» SHORT EXERCISE
Repeat the records exactly. Every line must match.
++++++++++++++++++++
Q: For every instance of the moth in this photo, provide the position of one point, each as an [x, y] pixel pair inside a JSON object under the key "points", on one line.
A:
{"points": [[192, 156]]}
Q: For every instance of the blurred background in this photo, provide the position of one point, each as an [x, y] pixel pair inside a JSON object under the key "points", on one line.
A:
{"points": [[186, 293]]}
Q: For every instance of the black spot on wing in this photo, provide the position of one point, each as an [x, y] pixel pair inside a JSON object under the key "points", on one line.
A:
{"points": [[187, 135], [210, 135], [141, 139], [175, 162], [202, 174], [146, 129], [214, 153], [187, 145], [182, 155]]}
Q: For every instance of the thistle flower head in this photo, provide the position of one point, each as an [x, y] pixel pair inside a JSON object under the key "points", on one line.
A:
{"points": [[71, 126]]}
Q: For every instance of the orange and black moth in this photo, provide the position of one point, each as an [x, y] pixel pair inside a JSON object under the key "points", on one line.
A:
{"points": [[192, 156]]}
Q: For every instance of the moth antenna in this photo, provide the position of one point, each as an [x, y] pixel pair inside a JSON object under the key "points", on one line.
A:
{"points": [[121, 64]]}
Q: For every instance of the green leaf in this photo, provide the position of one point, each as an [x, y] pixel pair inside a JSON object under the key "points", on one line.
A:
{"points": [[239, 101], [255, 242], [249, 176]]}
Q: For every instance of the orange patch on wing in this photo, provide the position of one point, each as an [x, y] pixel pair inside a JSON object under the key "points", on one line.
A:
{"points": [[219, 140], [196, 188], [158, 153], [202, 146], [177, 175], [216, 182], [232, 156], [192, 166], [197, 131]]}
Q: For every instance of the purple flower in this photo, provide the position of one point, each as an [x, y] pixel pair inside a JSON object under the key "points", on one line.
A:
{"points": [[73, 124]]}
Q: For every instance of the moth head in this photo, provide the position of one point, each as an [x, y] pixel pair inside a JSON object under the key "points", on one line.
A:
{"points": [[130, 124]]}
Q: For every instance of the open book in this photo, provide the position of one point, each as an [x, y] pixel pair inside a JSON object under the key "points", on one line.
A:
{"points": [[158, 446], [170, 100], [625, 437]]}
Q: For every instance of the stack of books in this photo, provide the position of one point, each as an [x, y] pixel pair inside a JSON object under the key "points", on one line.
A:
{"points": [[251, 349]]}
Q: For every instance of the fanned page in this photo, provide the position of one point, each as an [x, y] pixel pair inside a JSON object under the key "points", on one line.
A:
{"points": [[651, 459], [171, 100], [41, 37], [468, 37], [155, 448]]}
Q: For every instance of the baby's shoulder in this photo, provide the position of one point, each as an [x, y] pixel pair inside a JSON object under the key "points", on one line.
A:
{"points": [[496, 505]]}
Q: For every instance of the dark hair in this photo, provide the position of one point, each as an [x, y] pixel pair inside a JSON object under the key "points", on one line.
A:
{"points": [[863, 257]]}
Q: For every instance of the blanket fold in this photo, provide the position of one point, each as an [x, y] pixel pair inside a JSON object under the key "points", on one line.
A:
++++++++++++++++++++
» FINISHED ANSWER
Q: For every instance of the moth in this photo, provide the position of one point, each as an [x, y] pixel pair inside a JSON object under the key "points", on one line.
A:
{"points": [[192, 156]]}
Q: For every instance of the blurred background in this photo, provide the position of one point, each as an [x, y] pixel pair inside a JSON object under the key "points", on one line.
A:
{"points": [[186, 293]]}
Q: For every instance of the black spot on wing in this photo, provide the position of one point, each as an [x, y] pixel pair inside a JSON object under the key "points", on one line.
A:
{"points": [[187, 135], [210, 135], [141, 139], [175, 162], [202, 174], [146, 129], [214, 153], [187, 145], [182, 155]]}
Q: For every instance of the thistle flower head in this photo, provide the position of one point, each as an [x, y] pixel pair inside a JSON object under the key "points", on one line.
A:
{"points": [[71, 126]]}
Q: For every instance of the orange and black moth in this photo, provide the position of one point, each as an [x, y] pixel pair inside a JSON object under the key "points", on one line.
A:
{"points": [[192, 156]]}
Q: For every instance of the moth antenna in this photo, provide the position of one point, each as an [x, y] pixel pair inside a JSON object under the key "points", on one line.
A:
{"points": [[121, 64]]}
Q: For every instance of the green leaf in this photo, provide the position of one point, each as an [x, y] pixel pair inside a JSON object under the key "points", on one line.
A:
{"points": [[239, 101], [255, 242], [249, 176]]}
Q: For every instance of the orange patch on wing in this photo, provide the position of one point, each as an [x, y] pixel pair inside a JSON object under the key "points", on one line.
A:
{"points": [[219, 140], [196, 188], [158, 153], [202, 146], [177, 175], [216, 182], [232, 156], [192, 166], [197, 131]]}
Q: For every instance of the purple flower in this photo, provide the position of one point, each as an [x, y] pixel pair inside a JSON object under the key "points", on one line.
A:
{"points": [[73, 124]]}
Q: For every instance of the moth head in this photo, provide the position of one point, each as an [x, y] pixel pair inside a JSON object under the key "points", on one line.
A:
{"points": [[130, 124]]}
Q: For every instance of the open book in this photo, provide the position of one point, each as an [x, y] pixel pair inside a JSON object under the key "points", on one line.
A:
{"points": [[158, 446], [170, 100], [625, 437]]}
Q: For every instance of the stack of books in this photo, provide the position of one point, each as an [x, y] pixel pair inside a JSON object under the key "points", on one line.
A:
{"points": [[251, 349]]}
Q: For every instance of the fanned page in this photo, provide the position of one point, each as an [x, y] pixel pair inside a JSON object under the key "points", on one line.
A:
{"points": [[651, 459], [171, 100], [41, 37], [468, 37], [155, 448]]}
Q: For every instance of the baby's shoulder in this photo, provide the position of one point, each as an [x, y] pixel pair inside a JSON object under the key "points", on one line.
A:
{"points": [[496, 505]]}
Q: For every instance of the dark hair in this photo, provide the position of one point, each as an [x, y] pixel pair inside a JSON object under the key "points", on one line.
A:
{"points": [[863, 257]]}
Q: For every instance of the blanket fold in this photo, provide the position of one point, each as an [x, y] pixel pair inside a JSON object under the key "points", on one line.
A:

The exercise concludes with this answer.